*Actions to take*:
**a.** According to the article on saliva-based COVID-19 testing, who called saliva-based testing "a phenomenal innovation"?
**b.** Copy the passage from the saliva-testing article verbatim, starting at "Saliva-based COVID-19 testing" and ending at "classroom next month.".
Document segment START
Saliva-based COVID-19 testing may soon be available in Canada, a move Toronto’s associate medical officer of health says could come in handy when students return to the classroom next month.

The Federal Drug Administration in the U.S. recently approved a new COVID-19 test that uses saliva collection over the traditional nasopharyngeal swabs and Dr. Vinita Dubey, the city’s associate medical officer of health, said Toronto Public Health believes similar testing could be available in this country in the “near future.”

“Toronto Public Health has certainly made a recommendation to our provincial colleagues and federal colleagues for the consideration of saliva-based testing,” she said during a news conference at city hall on Wednesday.

“We actually know that some of those samples have even been collected in Toronto because Major League Baseball has used it and so the Blue Jays have actually collected samples that way and sent them for testing.”

She noted that this type of test would make testing easier to facilitate and would encourage more people to get tested for the virus.

“If we can have some sort of saliva-based collection, we feel that it will be more acceptable and easier to do for especially students and their families as we are heading back to school. We recognize that the salvia-based testing has less of a sensitivity in its characteristics of being able to produce a positive but (it has) some benefits in its ease of use,” she said.

“We know that for children, doing a classic nasopharyngeal swab is very difficult to collect and we know that parents have often declined testing because they don’t want their child to have that test.”

Speaking with CP24 Breakfast on Wednesday morning, Dr. Isaac Bogoch called saliva-based testing “a phenomenal innovation.”

“The current tests are good, they work well. But of course we know, anyone whose had a test knows, that it involves a swab… stuck in the very back of your nose or in the back of your throat. I can’t look anyone in the eye and tell them with a straight face that that's comfortable because it isn’t,” he said.

“If you can just have people literally spit in a cup and walk away, I think we’d be able to certainly expand diagnostic testing. We could do lots of other things as well, for example, you could pool diagnostic tests if you wanted to screen a number of people at the same time. It just lowers the barriers to diagnostic testing and increases the capabilities for what you can actually do.”
Document segment END
Records provided START
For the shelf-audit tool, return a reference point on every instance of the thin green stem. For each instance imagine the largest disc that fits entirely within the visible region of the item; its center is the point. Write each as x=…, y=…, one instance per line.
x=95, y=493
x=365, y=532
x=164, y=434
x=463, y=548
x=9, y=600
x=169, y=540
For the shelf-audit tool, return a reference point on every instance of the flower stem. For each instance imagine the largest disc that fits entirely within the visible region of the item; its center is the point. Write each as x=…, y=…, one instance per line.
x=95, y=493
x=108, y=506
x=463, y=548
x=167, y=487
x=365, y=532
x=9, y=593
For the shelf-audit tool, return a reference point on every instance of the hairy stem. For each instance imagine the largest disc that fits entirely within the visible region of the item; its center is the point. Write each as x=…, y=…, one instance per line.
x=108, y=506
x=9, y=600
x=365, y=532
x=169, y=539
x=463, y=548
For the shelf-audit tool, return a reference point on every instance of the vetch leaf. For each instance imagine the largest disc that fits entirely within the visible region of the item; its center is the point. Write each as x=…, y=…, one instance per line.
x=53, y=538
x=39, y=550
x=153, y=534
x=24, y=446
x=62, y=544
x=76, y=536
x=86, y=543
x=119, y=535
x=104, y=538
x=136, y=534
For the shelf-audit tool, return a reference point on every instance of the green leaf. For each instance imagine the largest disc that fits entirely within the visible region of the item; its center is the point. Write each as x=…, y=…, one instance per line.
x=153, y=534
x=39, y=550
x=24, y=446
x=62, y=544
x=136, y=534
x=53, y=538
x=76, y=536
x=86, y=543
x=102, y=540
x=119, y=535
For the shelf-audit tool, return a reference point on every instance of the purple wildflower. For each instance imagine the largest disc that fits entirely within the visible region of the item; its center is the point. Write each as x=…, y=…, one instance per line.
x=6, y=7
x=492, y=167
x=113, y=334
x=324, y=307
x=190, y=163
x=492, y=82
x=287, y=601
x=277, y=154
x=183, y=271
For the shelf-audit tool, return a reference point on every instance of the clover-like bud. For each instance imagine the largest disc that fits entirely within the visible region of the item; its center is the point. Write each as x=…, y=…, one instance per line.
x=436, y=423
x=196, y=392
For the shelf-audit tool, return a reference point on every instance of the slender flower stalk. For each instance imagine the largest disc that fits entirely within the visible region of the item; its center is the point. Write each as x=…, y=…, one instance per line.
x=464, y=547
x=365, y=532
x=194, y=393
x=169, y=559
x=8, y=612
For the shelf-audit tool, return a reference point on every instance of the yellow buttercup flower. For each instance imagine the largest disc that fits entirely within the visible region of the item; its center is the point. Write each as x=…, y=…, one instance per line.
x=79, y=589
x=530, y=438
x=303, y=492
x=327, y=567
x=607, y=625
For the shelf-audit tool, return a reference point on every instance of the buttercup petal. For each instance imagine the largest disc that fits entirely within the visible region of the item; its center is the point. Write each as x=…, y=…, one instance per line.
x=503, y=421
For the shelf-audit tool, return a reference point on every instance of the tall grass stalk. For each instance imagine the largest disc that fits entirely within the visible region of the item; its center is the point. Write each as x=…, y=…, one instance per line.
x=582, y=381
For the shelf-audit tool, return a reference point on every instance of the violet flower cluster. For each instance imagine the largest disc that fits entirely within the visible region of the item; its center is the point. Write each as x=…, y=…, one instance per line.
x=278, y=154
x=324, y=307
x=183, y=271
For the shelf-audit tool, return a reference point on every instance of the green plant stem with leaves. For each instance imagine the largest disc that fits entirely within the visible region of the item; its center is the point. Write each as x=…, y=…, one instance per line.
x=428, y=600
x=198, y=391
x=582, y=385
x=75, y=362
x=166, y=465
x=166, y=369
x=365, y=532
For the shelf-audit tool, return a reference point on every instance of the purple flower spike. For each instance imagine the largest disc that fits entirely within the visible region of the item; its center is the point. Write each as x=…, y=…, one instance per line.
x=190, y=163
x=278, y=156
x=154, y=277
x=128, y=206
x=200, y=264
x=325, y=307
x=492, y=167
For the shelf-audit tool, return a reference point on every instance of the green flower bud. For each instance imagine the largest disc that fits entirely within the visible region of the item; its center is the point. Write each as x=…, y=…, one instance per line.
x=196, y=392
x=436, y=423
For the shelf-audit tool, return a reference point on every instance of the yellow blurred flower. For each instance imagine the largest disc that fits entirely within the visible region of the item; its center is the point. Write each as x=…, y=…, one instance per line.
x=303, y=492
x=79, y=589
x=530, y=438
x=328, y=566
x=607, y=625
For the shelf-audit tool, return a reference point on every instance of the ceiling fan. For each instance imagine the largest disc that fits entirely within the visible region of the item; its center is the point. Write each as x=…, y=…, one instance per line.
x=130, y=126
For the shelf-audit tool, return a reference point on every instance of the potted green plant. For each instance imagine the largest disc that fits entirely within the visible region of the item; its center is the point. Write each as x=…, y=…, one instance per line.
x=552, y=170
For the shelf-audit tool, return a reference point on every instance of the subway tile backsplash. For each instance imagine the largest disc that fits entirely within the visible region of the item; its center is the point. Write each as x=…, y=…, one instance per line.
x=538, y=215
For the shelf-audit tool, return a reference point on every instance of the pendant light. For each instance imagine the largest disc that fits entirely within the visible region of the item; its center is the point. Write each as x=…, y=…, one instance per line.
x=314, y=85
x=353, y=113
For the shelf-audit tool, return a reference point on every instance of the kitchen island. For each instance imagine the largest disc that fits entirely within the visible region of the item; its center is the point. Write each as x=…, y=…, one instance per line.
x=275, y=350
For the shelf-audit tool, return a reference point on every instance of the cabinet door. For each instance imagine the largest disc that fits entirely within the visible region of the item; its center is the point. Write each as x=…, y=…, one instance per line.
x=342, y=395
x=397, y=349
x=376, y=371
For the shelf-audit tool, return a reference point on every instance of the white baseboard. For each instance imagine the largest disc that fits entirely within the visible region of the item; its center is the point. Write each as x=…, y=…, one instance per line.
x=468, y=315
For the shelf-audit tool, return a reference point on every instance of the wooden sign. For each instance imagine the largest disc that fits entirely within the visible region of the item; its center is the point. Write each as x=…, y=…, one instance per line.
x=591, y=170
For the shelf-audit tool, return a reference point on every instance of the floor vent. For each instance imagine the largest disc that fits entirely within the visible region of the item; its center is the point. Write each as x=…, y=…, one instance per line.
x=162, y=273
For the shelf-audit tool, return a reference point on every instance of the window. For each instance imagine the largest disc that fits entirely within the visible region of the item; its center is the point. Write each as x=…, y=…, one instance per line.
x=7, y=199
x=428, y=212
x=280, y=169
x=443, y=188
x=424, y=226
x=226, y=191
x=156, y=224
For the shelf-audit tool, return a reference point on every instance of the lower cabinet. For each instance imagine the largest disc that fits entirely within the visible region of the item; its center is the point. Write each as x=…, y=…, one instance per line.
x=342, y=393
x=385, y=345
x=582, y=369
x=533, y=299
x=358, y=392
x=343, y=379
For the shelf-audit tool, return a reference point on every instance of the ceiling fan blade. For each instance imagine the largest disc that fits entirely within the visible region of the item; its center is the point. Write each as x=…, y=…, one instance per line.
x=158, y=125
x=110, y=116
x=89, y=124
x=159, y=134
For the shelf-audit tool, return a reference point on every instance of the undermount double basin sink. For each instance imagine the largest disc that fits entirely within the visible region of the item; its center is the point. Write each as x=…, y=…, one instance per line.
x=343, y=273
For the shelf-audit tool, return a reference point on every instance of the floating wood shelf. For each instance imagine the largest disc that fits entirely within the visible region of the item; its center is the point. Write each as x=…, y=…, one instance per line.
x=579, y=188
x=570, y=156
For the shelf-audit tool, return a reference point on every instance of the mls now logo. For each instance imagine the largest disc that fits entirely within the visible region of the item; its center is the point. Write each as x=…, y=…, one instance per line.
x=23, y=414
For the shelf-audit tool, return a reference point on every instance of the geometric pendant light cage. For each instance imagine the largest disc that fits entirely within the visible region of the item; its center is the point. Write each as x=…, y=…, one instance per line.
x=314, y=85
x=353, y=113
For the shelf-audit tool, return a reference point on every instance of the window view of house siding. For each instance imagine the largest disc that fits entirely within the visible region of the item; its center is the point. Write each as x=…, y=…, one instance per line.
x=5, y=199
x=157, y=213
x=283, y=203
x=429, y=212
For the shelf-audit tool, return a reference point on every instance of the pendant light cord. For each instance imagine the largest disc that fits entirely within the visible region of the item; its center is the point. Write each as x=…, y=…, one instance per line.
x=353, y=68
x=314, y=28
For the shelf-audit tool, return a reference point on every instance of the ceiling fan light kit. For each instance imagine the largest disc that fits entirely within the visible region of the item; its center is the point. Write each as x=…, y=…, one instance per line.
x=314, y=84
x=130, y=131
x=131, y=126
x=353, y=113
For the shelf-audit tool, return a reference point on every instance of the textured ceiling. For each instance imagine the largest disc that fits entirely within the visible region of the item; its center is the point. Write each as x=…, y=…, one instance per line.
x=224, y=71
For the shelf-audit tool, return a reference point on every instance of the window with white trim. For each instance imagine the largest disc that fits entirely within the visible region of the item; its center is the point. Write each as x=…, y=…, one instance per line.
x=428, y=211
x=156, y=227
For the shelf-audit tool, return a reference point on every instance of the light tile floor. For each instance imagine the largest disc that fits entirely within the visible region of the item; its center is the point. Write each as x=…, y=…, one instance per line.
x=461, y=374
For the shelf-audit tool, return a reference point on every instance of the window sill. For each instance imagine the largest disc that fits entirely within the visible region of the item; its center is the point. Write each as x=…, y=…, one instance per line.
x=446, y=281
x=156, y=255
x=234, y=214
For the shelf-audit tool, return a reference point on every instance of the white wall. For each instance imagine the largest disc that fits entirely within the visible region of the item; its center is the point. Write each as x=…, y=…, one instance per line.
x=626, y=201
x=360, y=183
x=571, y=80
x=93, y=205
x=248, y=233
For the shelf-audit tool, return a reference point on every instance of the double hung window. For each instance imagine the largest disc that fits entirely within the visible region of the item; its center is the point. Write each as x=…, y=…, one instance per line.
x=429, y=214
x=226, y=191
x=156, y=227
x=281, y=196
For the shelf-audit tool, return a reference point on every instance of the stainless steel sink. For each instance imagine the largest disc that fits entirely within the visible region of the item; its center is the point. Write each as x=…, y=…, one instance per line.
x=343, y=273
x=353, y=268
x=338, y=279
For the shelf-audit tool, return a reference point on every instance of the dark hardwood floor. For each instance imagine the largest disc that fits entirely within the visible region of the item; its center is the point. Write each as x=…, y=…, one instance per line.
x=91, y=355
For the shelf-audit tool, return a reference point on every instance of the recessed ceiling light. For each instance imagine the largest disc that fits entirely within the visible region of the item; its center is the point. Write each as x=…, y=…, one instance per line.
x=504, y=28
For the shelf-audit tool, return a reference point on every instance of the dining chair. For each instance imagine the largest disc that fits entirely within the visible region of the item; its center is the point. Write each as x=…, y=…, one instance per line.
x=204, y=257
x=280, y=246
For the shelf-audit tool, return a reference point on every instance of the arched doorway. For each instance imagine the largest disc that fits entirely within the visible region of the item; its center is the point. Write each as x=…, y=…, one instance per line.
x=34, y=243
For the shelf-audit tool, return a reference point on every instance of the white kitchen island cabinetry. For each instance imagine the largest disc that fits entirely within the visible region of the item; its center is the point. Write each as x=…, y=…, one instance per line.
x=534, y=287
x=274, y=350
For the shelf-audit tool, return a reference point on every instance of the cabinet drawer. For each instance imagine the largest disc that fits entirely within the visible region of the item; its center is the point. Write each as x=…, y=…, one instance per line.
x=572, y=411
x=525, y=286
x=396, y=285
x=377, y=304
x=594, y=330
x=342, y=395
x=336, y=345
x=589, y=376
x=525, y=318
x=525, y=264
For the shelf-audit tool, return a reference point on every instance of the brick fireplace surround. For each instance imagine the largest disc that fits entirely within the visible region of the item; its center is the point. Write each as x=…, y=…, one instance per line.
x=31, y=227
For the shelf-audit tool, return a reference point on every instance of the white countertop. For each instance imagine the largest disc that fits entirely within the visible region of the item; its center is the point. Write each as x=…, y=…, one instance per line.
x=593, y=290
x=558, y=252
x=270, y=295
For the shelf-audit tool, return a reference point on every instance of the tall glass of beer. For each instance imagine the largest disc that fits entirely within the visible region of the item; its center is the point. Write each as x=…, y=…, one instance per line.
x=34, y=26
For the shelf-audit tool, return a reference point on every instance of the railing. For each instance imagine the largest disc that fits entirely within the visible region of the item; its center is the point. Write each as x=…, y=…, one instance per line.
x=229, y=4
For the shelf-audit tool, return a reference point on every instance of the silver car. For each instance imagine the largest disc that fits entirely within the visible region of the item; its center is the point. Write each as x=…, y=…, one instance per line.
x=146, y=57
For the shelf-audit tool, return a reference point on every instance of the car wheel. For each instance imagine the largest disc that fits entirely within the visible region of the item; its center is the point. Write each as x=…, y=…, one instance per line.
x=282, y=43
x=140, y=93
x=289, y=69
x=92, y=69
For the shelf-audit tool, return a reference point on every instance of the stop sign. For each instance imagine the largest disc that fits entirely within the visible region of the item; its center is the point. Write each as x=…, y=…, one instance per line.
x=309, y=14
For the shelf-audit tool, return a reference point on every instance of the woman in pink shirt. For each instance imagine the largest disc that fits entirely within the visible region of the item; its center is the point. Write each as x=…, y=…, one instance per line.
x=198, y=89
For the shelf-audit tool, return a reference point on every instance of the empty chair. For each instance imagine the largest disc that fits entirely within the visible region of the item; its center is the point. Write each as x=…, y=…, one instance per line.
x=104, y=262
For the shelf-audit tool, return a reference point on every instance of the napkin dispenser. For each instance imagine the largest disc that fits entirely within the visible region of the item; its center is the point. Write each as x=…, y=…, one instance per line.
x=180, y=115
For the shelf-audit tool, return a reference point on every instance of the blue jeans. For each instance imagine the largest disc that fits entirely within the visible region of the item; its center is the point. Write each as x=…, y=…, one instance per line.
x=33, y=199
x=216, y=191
Records provided END
*Answers by task*:
**a.** Dr. Isaac Bogoch

**b.**
Saliva-based COVID-19 testing may soon be available in Canada, a move Toronto’s associate medical officer of health says could come in handy when students return to the classroom next month.